═══ SUPPLIED PASSAGE ═══

Only a few actors can claim the level of acclaim Matthew Perry achieved. The beloved star, best known for playing Chandler Bing on Friends, died on October 28, 2023. But what followed his tragic passing
quickly turned into a circus. Nearly an hour-long documentary, Matthew Perry: A Hollywood Tragedy, acknowledges that in the coverage and the buzz that followed, the fact that a human life was lost almost got buried beneath the spectacle.
And yet, they went on to do just that.
The documentary attempts to cover the actor’s life and death, but it feels rushed, as if the filmmakers were eager to be first rather than thorough. It touches on Perry’s childhood, his struggles with addiction, his efforts to help others facing similar battles, his death and the investigation that follows. On paper, it’s a perfect formula: a deep dive into the life of a troubled star who brought laughter to millions. In practice, it lands somewhere below average.
There’s footage from Friends’ glory days, plus telling clips of paparazzi yelling for his attention every time he stepped outside. But beyond Morgan Fairchild, who played Chandler’s mother in the hit show, talking about her memories of Perry, and a clip of Courteney Cox, who played his partner Monica Geller, there’s nothing from other co-stars. Perry’s story is so much more than Friends, of course, but it was the sitcom that gave him global recognition. It makes the absence of the other four co-stars feel especially glaring. Hank Azaria is there, talking about how Perry helped his sobriety journey, but otherwise, the coverage feels thin.
And as we now know, behind the laughter and fame, Perry was battling demons. As he revealed in his 2022 autobiography Friends, Lovers, and the Big Terrible Thing, when Chandler was overweight, Perry was on the booze, when he was skinny, it was pills. It was almost always something. A year after the book came out, Perry, 54, was found dead, drowned in his pool after suffering the acute effects of ketamine use. There are excerpts from the audiobook, read by Perry himself, that give a glimpse of his inner torment all those years.

═══ INFORMATION SHOWN ═══

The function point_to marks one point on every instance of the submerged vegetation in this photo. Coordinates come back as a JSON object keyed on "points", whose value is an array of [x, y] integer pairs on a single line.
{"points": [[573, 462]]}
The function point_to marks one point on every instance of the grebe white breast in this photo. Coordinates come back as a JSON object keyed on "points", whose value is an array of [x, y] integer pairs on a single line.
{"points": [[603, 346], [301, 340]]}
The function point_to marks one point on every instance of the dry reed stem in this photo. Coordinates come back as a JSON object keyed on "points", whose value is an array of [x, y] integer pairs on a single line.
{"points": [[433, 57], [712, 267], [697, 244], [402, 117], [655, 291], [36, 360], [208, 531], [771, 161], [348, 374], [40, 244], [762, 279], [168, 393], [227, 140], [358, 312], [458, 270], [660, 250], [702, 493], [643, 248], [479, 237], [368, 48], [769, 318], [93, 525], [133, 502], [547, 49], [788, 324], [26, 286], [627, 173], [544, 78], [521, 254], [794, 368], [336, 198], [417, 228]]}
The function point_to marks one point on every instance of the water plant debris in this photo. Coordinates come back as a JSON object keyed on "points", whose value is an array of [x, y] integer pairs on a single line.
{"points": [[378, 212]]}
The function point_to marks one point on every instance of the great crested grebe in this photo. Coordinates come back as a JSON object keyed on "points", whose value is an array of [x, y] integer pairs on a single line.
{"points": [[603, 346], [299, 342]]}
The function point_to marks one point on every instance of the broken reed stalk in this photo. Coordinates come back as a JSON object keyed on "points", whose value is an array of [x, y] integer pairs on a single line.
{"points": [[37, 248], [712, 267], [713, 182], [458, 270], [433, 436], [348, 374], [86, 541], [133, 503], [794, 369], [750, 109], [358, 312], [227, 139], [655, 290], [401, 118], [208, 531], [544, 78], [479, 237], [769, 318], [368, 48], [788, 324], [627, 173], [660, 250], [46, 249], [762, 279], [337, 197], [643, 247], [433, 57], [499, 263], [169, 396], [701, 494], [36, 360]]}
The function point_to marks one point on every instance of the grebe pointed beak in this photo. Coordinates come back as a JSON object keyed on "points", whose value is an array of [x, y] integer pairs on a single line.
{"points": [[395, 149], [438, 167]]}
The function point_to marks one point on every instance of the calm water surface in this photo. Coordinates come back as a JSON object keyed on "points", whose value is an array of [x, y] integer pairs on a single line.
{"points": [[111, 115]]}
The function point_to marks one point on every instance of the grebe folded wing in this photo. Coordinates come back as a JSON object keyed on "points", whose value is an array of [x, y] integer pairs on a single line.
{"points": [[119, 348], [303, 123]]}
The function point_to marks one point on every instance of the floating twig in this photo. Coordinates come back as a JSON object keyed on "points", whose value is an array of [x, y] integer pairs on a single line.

═══
═══ INFORMATION SHOWN ═══

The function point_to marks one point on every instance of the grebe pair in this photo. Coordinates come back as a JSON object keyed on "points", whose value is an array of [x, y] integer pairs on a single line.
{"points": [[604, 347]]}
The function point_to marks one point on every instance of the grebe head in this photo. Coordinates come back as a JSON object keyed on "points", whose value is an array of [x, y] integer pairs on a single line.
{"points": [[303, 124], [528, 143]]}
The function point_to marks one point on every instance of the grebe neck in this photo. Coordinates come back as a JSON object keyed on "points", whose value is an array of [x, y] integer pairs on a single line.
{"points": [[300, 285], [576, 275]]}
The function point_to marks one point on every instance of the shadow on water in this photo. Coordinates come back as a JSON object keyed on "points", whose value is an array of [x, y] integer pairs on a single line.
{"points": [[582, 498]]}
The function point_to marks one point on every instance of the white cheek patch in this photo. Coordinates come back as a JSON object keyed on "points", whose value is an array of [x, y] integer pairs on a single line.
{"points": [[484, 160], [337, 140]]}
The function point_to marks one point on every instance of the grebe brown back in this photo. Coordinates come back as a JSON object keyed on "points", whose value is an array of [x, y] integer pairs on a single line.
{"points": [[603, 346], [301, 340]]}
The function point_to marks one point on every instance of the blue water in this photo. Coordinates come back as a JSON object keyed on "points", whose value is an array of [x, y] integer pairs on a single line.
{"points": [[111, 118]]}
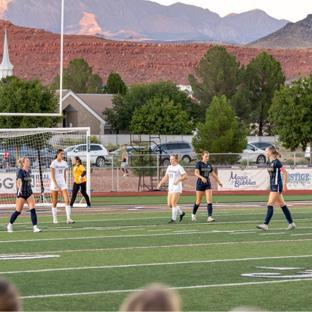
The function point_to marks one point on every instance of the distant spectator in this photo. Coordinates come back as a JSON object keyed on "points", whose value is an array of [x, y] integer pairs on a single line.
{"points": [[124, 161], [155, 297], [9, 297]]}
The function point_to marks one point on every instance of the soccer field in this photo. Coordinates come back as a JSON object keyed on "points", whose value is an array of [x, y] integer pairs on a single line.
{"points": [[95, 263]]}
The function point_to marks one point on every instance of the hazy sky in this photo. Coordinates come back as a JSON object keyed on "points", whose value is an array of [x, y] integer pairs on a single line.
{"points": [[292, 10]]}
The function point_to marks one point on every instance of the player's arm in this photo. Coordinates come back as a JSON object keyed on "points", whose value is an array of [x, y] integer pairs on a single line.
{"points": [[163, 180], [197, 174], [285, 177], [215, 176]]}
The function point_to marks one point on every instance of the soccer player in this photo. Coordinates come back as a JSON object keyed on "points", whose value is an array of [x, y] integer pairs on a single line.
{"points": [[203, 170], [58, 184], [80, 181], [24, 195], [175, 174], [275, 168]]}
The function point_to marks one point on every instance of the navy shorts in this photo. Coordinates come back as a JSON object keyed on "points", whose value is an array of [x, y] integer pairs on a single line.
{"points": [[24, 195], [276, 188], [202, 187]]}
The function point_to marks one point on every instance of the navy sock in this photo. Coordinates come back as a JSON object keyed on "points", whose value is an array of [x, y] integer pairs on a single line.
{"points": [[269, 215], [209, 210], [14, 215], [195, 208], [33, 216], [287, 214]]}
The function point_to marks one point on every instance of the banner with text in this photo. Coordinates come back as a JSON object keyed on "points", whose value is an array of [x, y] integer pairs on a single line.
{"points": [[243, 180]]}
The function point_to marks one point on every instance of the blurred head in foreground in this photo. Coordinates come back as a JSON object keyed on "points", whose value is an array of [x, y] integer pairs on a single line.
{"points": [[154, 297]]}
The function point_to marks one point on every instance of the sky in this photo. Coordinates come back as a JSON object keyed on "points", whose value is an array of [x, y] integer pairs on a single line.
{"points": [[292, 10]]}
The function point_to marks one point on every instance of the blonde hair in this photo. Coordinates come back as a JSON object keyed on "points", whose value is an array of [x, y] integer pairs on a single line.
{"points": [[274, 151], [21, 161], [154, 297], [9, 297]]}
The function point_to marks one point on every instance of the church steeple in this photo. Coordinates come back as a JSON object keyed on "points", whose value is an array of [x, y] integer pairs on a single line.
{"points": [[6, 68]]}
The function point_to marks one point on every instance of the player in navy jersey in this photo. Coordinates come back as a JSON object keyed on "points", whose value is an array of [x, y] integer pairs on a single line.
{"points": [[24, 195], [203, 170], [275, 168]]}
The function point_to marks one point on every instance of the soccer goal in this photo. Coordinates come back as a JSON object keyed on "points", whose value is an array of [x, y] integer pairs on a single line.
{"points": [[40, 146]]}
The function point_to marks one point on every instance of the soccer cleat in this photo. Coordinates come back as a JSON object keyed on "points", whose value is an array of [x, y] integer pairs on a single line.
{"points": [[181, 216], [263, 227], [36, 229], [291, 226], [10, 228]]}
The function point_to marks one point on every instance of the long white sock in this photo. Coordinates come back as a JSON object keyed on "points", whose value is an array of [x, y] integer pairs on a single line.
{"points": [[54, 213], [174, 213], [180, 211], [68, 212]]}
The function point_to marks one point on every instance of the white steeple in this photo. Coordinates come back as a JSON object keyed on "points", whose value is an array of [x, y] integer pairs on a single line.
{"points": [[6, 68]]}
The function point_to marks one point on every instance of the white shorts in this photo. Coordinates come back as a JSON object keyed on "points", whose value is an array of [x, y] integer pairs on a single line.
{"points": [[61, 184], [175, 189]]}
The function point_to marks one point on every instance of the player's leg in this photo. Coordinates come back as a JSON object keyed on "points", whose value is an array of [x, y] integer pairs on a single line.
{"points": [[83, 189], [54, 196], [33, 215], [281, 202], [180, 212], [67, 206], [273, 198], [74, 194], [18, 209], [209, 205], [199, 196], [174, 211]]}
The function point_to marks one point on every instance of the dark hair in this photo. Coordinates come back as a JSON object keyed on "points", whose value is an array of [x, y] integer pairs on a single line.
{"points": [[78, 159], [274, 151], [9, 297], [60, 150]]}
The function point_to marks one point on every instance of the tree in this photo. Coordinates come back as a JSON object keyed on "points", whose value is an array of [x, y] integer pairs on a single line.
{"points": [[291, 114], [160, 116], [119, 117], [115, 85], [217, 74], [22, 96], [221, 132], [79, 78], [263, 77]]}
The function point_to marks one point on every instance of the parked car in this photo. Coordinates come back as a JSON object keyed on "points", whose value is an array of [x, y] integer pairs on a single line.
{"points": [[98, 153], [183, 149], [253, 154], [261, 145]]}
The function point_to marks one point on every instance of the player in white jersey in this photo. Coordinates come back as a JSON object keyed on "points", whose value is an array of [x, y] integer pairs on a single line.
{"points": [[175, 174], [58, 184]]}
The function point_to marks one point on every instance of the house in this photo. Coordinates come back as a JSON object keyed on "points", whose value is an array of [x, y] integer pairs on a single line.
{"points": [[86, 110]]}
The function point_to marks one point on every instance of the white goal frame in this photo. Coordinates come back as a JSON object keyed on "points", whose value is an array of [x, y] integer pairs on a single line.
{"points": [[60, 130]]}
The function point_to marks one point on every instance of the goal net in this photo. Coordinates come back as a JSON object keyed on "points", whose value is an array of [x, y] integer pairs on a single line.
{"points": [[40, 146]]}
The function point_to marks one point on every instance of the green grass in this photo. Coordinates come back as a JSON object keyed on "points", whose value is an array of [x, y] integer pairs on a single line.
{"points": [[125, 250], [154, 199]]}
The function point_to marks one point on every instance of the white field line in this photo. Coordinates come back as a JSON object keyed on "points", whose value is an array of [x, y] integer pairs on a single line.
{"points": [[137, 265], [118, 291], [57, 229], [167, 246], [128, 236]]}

═══

- **WHAT YOU WILL DO**:
a – In the review of the Matthew Perry documentary, who played Chandler's mother and appears in the film to share memories of Perry?
b – Write the next portion of the review of the Matthew Perry documentary, beginning after its last sentence.

- **ANSWERS TO THE PROBLEMS**:
a – Morgan Fairchild

b –
What the documentary does get right is the aftermath of Perry’s death and the investigation that followed. Officers explain police procedures, the district attorney shows up to break down the network of ketamine suppliers in Los Angeles, who could provide a celebrity with as much of their chosen narcotic as they wanted. The film even names Cody McLaury, whose death has also been attributed to ketamine supplied by the same suspects, and acknowledges that Perry’s fame probably prompted the investigation in the first place.
Perhaps it would have worked better as a docuseries, or by focusing solely on the investigation. The intention was right, but trying to cram everything about his life from 1969 to 2023 and beyond into one hour did the damage.
If you’re a fan, you’ll cry nonetheless. But you’re better off crying while reading his memoir, Friends, Lovers, and the Big Terrible Thing, than watching a documentary that underplays the legacy of a man who helped millions across the globe laugh in their toughest times, even as he lived a tragic life himself.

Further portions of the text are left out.